> WHAT THIS TASK INVOLVES: Which lines of the records below contain the word "umbrella", with case counting? Pick out each one and copy it in full.

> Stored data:
=-=-=-=-=

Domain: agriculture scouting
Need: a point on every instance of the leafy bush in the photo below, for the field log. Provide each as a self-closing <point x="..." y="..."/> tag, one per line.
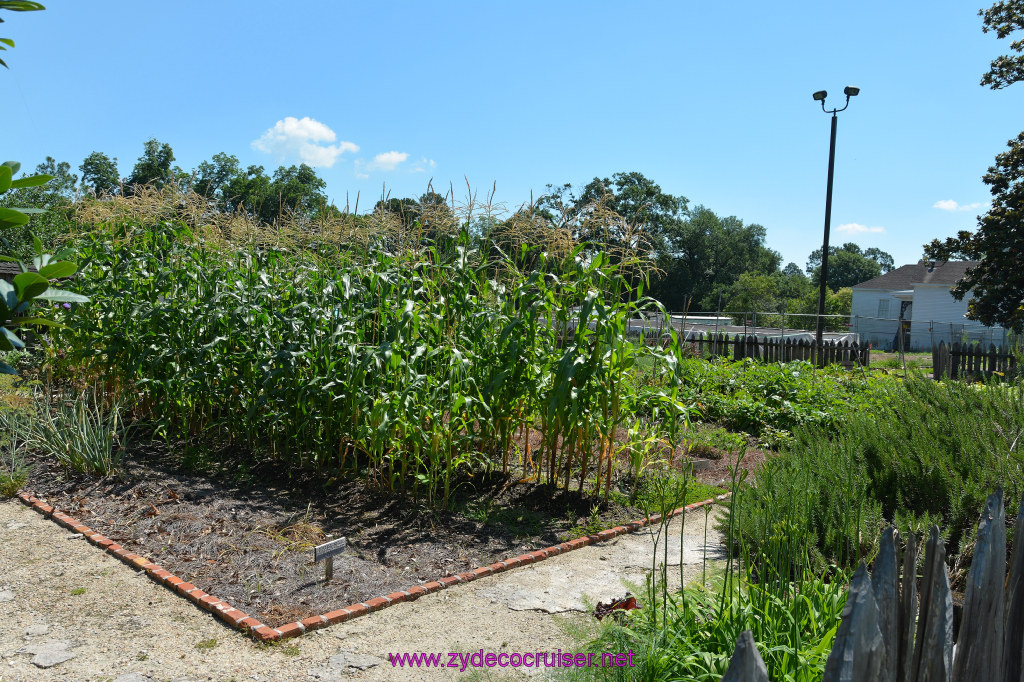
<point x="14" y="427"/>
<point x="794" y="634"/>
<point x="929" y="452"/>
<point x="756" y="397"/>
<point x="82" y="434"/>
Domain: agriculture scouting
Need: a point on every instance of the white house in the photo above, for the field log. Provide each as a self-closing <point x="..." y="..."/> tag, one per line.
<point x="930" y="313"/>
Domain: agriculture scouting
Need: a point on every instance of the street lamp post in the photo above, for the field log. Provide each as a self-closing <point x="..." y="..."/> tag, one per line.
<point x="820" y="96"/>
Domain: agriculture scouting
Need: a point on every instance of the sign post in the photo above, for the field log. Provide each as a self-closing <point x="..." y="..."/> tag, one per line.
<point x="328" y="551"/>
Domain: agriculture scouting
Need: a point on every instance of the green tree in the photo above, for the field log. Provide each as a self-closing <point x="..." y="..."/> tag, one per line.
<point x="154" y="167"/>
<point x="705" y="254"/>
<point x="99" y="174"/>
<point x="647" y="214"/>
<point x="849" y="265"/>
<point x="247" y="192"/>
<point x="296" y="192"/>
<point x="996" y="284"/>
<point x="1005" y="17"/>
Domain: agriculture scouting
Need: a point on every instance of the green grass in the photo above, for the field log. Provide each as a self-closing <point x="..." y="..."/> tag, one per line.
<point x="207" y="644"/>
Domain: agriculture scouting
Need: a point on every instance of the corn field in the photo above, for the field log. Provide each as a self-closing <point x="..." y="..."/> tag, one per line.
<point x="408" y="370"/>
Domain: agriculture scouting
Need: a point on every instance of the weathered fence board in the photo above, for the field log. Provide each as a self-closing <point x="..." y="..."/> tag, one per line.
<point x="971" y="361"/>
<point x="745" y="664"/>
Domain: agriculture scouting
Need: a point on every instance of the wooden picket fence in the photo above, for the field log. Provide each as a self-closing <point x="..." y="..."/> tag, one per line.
<point x="881" y="639"/>
<point x="781" y="350"/>
<point x="961" y="360"/>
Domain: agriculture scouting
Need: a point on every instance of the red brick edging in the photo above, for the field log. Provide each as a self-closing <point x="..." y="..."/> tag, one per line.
<point x="261" y="633"/>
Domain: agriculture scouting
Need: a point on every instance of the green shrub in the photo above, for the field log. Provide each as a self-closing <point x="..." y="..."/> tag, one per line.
<point x="14" y="427"/>
<point x="771" y="399"/>
<point x="794" y="635"/>
<point x="83" y="434"/>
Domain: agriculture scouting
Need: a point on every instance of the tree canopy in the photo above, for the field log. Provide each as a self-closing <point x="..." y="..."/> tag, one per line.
<point x="996" y="284"/>
<point x="849" y="265"/>
<point x="99" y="174"/>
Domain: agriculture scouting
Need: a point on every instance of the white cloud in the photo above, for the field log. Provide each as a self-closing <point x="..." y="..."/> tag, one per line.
<point x="387" y="161"/>
<point x="857" y="228"/>
<point x="306" y="139"/>
<point x="950" y="205"/>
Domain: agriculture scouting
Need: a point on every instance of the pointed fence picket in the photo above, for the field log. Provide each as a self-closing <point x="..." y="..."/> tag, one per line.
<point x="961" y="360"/>
<point x="880" y="638"/>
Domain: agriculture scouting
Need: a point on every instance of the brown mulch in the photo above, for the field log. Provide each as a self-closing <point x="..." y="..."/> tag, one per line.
<point x="245" y="534"/>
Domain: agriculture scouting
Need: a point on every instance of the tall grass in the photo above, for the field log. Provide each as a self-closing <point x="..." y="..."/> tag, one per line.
<point x="928" y="452"/>
<point x="690" y="634"/>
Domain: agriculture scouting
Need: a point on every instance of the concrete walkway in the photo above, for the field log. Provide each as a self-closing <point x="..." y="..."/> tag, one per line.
<point x="69" y="611"/>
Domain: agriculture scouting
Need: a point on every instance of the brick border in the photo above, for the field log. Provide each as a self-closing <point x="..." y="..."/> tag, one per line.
<point x="262" y="633"/>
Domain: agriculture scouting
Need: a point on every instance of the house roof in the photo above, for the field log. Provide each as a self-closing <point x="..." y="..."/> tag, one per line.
<point x="942" y="273"/>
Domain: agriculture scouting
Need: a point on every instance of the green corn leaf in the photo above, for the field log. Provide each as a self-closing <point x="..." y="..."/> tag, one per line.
<point x="31" y="181"/>
<point x="8" y="341"/>
<point x="24" y="322"/>
<point x="61" y="296"/>
<point x="8" y="295"/>
<point x="20" y="5"/>
<point x="57" y="270"/>
<point x="12" y="217"/>
<point x="30" y="285"/>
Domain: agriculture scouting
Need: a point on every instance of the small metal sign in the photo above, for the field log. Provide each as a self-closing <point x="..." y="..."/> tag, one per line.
<point x="329" y="549"/>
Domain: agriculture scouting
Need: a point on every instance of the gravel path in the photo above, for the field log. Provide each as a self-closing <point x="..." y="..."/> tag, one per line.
<point x="70" y="611"/>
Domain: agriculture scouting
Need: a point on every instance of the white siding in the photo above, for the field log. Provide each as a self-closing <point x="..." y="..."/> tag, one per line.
<point x="863" y="316"/>
<point x="938" y="316"/>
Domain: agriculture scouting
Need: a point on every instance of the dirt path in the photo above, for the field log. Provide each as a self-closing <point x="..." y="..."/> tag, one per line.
<point x="70" y="611"/>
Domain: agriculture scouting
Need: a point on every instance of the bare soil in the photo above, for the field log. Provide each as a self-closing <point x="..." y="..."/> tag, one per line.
<point x="245" y="534"/>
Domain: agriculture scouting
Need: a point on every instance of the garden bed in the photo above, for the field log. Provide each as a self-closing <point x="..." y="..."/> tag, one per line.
<point x="248" y="539"/>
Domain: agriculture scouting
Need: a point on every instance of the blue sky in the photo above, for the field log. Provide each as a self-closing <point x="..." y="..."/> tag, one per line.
<point x="711" y="100"/>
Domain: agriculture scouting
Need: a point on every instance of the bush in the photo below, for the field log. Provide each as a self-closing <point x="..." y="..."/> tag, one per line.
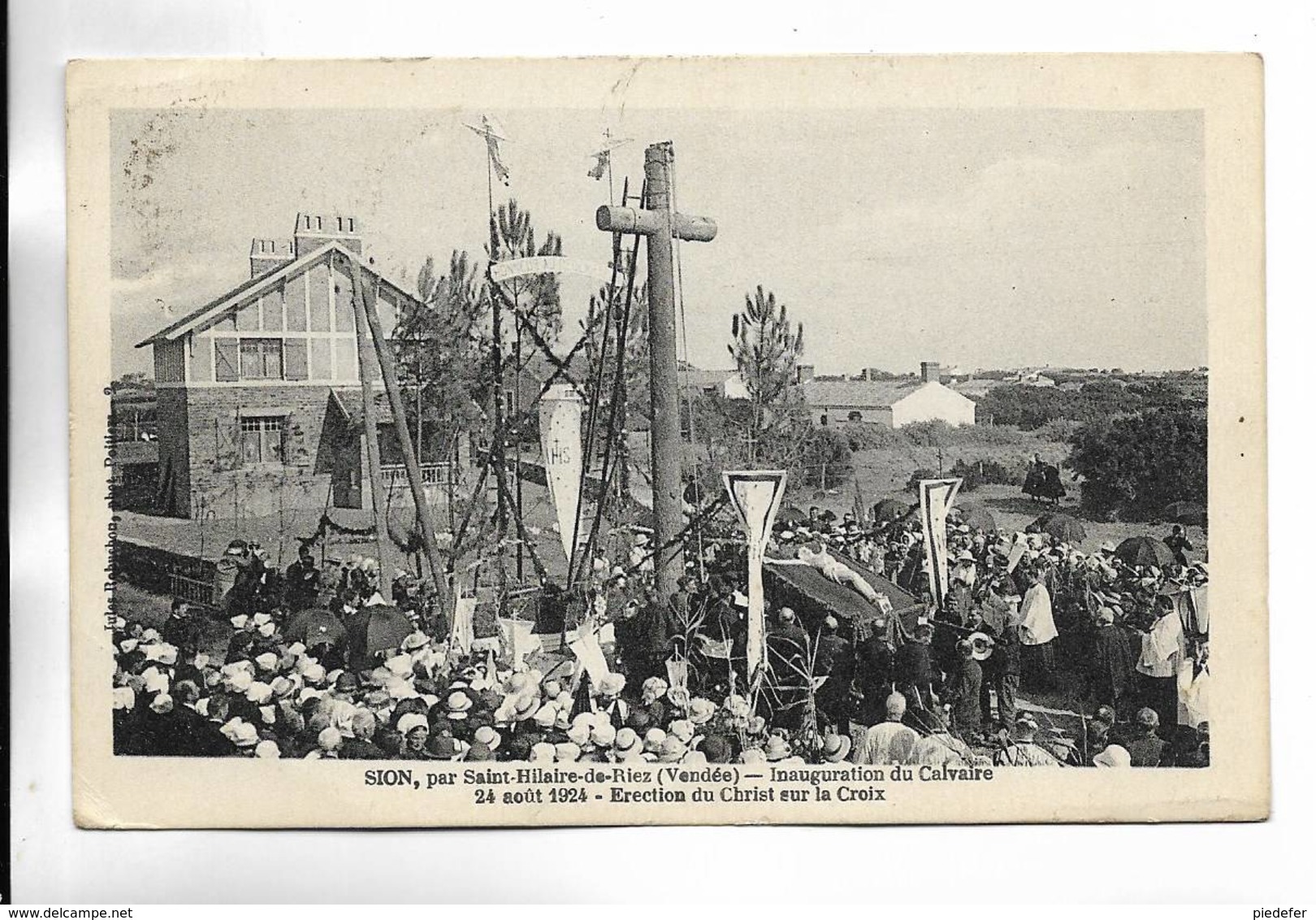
<point x="1032" y="407"/>
<point x="868" y="436"/>
<point x="825" y="458"/>
<point x="982" y="471"/>
<point x="1136" y="465"/>
<point x="1058" y="429"/>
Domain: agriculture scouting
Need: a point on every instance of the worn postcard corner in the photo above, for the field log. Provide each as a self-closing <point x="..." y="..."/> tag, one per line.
<point x="732" y="441"/>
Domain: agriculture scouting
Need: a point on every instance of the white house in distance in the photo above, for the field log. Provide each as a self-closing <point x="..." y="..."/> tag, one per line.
<point x="891" y="403"/>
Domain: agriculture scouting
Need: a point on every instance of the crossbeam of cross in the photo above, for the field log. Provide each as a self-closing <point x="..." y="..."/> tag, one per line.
<point x="660" y="224"/>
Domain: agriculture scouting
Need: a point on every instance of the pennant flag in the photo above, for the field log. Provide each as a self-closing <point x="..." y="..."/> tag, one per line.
<point x="600" y="165"/>
<point x="492" y="134"/>
<point x="755" y="495"/>
<point x="603" y="155"/>
<point x="935" y="501"/>
<point x="462" y="636"/>
<point x="560" y="442"/>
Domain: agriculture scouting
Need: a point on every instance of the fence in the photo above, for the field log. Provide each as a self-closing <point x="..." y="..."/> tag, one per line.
<point x="431" y="474"/>
<point x="165" y="573"/>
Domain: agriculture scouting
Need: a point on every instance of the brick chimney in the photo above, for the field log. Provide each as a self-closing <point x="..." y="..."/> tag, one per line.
<point x="314" y="231"/>
<point x="270" y="254"/>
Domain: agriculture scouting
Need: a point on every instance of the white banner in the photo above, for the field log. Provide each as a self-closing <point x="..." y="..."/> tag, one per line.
<point x="549" y="265"/>
<point x="755" y="495"/>
<point x="560" y="441"/>
<point x="935" y="501"/>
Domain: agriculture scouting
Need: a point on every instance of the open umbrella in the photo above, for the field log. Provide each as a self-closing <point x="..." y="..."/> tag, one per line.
<point x="890" y="510"/>
<point x="1186" y="512"/>
<point x="373" y="629"/>
<point x="1144" y="552"/>
<point x="1063" y="528"/>
<point x="978" y="518"/>
<point x="314" y="626"/>
<point x="790" y="515"/>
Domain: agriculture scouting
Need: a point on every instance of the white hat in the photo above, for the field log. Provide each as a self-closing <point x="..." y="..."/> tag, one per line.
<point x="399" y="665"/>
<point x="1114" y="756"/>
<point x="411" y="722"/>
<point x="155" y="681"/>
<point x="267" y="749"/>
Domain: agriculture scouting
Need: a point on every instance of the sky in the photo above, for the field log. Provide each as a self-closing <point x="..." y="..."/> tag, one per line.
<point x="982" y="238"/>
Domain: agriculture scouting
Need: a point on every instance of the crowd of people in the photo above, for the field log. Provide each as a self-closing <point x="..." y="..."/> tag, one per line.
<point x="339" y="664"/>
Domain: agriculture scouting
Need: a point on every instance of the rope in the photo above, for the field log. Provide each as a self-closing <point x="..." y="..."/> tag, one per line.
<point x="685" y="370"/>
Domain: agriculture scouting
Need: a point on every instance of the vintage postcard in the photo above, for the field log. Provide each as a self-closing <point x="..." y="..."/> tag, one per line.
<point x="841" y="440"/>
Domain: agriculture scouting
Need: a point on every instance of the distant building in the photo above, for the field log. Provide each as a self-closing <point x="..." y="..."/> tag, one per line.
<point x="1033" y="380"/>
<point x="258" y="391"/>
<point x="728" y="384"/>
<point x="891" y="403"/>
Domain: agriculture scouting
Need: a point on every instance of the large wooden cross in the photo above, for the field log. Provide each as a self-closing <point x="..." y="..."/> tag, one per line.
<point x="660" y="224"/>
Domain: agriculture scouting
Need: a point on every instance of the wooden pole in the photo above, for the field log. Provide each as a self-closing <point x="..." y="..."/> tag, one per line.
<point x="660" y="223"/>
<point x="367" y="412"/>
<point x="388" y="371"/>
<point x="664" y="397"/>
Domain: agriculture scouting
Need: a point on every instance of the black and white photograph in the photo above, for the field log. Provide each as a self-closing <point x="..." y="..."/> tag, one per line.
<point x="575" y="460"/>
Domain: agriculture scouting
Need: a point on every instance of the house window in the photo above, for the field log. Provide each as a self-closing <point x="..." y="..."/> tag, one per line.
<point x="262" y="358"/>
<point x="262" y="440"/>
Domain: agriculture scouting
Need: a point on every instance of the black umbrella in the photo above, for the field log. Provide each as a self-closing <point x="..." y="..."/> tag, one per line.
<point x="891" y="510"/>
<point x="1063" y="528"/>
<point x="1186" y="512"/>
<point x="373" y="629"/>
<point x="314" y="626"/>
<point x="791" y="515"/>
<point x="1144" y="552"/>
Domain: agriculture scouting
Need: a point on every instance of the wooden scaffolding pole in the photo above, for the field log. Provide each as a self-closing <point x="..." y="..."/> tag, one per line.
<point x="388" y="371"/>
<point x="367" y="414"/>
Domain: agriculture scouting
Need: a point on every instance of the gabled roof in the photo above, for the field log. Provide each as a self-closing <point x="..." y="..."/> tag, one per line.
<point x="872" y="394"/>
<point x="254" y="287"/>
<point x="864" y="394"/>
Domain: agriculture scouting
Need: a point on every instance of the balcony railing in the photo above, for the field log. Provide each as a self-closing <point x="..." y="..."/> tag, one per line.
<point x="431" y="474"/>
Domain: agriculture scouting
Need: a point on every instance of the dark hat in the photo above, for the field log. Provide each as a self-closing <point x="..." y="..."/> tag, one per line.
<point x="479" y="752"/>
<point x="443" y="747"/>
<point x="717" y="749"/>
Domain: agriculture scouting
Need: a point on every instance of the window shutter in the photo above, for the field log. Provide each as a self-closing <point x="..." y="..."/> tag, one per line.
<point x="225" y="359"/>
<point x="295" y="359"/>
<point x="294" y="444"/>
<point x="227" y="456"/>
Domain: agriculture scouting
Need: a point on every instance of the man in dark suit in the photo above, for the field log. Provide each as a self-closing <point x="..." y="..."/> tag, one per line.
<point x="180" y="629"/>
<point x="914" y="669"/>
<point x="1145" y="747"/>
<point x="874" y="674"/>
<point x="1111" y="666"/>
<point x="963" y="692"/>
<point x="1003" y="670"/>
<point x="301" y="584"/>
<point x="834" y="661"/>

=-=-=-=-=

> REPLY:
Need: a point on every instance of the open umbrella in the photo above, for the field log. Provide each as a self-closing <point x="..." y="..."/> tag, one per line.
Need: a point on every instance of the black umbrella in the photo above, for the field log. Provide each as a self-closing <point x="..." y="..."/> tag, one per line.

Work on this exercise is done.